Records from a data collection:
---

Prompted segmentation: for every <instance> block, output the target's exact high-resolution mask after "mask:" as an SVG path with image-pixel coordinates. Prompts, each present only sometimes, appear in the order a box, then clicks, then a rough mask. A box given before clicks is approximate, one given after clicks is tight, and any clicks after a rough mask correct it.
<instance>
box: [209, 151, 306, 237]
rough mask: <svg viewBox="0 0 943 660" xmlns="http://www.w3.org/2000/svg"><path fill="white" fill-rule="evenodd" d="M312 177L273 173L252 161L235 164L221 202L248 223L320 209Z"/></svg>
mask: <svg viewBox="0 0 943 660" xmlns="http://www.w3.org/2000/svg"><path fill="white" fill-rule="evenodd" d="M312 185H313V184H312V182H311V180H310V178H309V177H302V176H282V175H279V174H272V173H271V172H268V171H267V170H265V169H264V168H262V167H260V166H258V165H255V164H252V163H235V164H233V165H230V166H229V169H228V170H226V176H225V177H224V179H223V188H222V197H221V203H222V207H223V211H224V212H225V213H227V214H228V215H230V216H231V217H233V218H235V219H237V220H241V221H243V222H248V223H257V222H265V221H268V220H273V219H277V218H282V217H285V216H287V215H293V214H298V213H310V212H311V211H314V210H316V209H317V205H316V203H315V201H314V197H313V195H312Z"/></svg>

---

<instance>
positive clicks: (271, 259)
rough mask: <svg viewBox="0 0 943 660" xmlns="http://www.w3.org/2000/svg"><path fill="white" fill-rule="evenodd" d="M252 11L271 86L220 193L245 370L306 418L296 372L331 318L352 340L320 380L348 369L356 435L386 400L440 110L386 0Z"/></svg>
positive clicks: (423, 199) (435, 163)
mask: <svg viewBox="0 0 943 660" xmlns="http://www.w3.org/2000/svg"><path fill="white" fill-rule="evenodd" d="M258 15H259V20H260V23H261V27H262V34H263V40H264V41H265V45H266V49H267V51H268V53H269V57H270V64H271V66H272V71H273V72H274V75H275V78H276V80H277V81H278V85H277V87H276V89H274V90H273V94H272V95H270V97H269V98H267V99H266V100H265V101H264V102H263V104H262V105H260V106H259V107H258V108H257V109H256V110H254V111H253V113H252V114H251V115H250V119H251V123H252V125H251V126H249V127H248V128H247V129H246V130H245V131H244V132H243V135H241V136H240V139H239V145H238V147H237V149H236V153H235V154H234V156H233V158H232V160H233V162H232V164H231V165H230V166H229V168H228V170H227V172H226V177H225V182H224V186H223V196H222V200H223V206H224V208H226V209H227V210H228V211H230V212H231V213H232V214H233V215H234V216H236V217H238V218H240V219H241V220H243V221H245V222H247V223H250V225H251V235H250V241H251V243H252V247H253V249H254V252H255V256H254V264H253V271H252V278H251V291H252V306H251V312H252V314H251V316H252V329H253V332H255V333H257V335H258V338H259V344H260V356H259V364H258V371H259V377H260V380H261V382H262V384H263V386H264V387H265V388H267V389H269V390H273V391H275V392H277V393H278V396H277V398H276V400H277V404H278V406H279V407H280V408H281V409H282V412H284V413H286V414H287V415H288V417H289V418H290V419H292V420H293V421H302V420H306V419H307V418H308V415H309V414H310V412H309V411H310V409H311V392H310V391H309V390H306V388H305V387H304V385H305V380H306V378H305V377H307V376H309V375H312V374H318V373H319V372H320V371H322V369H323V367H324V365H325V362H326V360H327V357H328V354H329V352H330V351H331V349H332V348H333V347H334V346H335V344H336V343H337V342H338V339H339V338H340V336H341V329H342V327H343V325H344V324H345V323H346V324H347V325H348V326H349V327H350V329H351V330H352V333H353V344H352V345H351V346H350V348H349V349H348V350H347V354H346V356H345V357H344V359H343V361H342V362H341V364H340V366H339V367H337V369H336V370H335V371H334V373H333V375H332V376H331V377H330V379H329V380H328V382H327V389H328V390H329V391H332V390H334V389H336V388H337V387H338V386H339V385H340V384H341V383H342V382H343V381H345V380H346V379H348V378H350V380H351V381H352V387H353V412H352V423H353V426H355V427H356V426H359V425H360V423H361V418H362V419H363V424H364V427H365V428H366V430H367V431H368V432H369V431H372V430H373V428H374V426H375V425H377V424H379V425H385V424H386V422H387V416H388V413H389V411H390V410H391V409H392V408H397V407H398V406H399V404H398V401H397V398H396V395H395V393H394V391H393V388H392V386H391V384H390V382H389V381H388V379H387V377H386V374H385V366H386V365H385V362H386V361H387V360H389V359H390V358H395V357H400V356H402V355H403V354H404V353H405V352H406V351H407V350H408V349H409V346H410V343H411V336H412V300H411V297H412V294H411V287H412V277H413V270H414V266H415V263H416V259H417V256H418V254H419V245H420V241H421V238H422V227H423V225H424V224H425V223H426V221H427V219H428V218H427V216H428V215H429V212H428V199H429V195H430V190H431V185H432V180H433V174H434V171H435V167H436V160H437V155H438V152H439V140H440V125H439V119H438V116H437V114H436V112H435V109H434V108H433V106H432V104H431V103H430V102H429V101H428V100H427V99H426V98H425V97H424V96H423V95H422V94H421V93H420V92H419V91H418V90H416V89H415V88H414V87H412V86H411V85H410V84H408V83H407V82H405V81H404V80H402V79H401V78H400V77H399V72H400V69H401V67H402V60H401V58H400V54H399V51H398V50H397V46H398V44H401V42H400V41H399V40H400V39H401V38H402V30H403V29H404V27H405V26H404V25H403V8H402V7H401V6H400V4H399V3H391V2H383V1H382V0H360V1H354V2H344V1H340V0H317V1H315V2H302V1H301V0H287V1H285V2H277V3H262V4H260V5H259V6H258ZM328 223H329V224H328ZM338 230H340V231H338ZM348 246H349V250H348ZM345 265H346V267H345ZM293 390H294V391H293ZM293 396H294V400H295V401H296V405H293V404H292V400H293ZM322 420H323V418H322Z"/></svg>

---

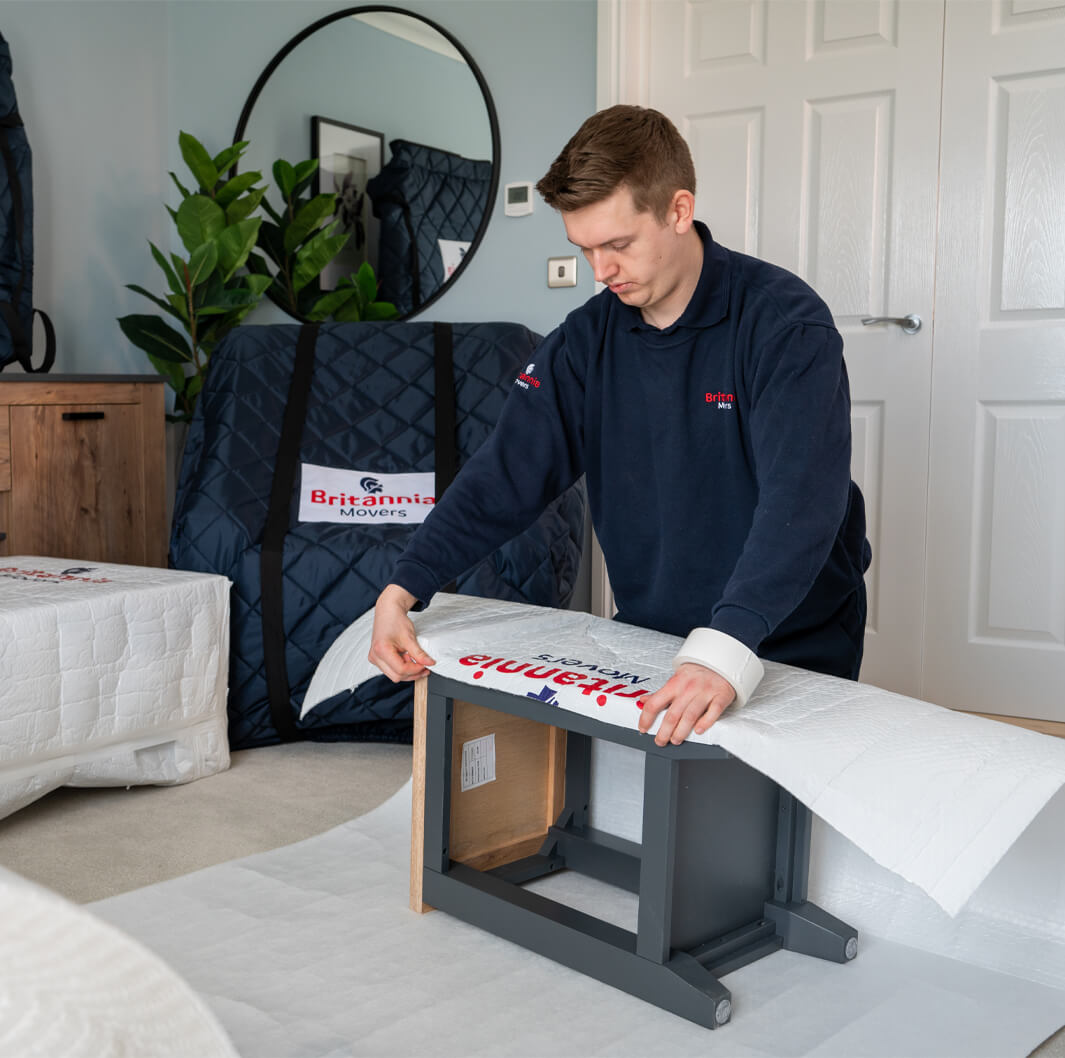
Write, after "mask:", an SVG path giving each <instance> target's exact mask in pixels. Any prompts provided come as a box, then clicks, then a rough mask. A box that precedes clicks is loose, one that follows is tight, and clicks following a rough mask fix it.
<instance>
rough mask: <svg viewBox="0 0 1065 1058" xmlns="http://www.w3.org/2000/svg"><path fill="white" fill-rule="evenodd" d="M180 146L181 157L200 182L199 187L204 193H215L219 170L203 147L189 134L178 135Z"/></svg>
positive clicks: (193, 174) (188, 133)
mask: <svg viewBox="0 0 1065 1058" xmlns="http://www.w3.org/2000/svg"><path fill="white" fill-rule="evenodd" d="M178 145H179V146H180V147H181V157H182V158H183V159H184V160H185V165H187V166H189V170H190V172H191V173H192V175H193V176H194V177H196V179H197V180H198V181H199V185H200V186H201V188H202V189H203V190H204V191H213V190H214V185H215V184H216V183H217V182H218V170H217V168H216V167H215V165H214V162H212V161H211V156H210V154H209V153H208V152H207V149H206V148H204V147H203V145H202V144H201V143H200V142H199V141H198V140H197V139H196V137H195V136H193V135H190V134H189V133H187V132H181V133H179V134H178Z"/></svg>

---

Goal of the exercise: Copy the stretch from the line containing "mask fix it." through the line containing "positive clicks: (193, 174) (188, 133)", substituting "generous" for "loose" and keeping everything else the same.

Response to this exercise:
Write, after "mask:", an SVG path giving each <instance> target's exact mask in pixels. Any prompts provided come as a box, then clicks, then a rough mask. A box that precedes clicks is generous, one that follows is tight, and clicks following a rough mask fix it.
<instance>
rough mask: <svg viewBox="0 0 1065 1058" xmlns="http://www.w3.org/2000/svg"><path fill="white" fill-rule="evenodd" d="M180 146L181 157L200 182L199 187L204 193H215L219 170L203 147L189 134L178 135Z"/></svg>
positive clicks: (193, 174) (188, 133)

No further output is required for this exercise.